> [Provided passage]
= = = = = = =
Where does the word “macabre” come from and What does macabre mean in Arabic?

This is often written danse Macabre and is sometimes Anglicized into “Dance of Death,” in allusion to the common representations of the dance in paintings.

The origin of macabre is disputed. Some think it to be merely a French corruption of the Arabic makbara, funeral chamber.

Others think that it was the name of the first artist to depict the allegory. The paintings, or occasional sculptures, which first appeared in the fourteenth century, represent Death presiding over or in the midst of a group of dancers of all ages and conditions.

For that reason some think the allegory to have been based upon the terrific plague, the Black Death, which swept over Europe in the middle of the fourteenth century, wiping out an estimated two-thirds of the population.

The basis for that belief was provided by the fact that, almost literally, during that plague, man, woman, or child, aglow with health in the morning, might be stricken with the disease and be dead before night. But others, now the majority, hold the opinion that macabre is an Old French corruption of Macabe, the French equivalent of Maccabee.
= = = = = = =
> [Information shown]
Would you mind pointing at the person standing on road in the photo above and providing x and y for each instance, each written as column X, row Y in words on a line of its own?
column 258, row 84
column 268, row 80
= = = = = = =
> [Exercise instructions]
1. In the passage on the word "macabre," what Arabic word do some say it is a French corruption of?
2. Extend the passage on the word "macabre" past its final sentence.

> [Results for the exercise]
1. Makbara, meaning funeral chamber.

2.
In this view the “Dance of Death” is thought to have been taken from an old morality play. Death and his victims, representing all walks of life, old and young, rich and poor, clown and scholar, male and female, have a long series of debates, in which each victim hopes to obtain a reprieve of Death’s sentence.

Death wins each argument, and the play ends in a weird dance, with Death escorting his victims off the stage. The dance is supposed to have received its name from, and to have been inspired by, the account in the second book of Maccabees, an apocryphal book of the Old Testament.

The sixth and seventh chapters describe the torture and death inflicted upon the followers of Judas Maccabeus in his revolt against the laws of Antiochus IV which required all Jews to worship the Greek gods.

The “seven brothers of the Maccabees,” their mother, and the venerable scribe, Eleazar, were horribly tortured, under the king’s orders; in the morality play they were especially prominent participants in the dialog with Death.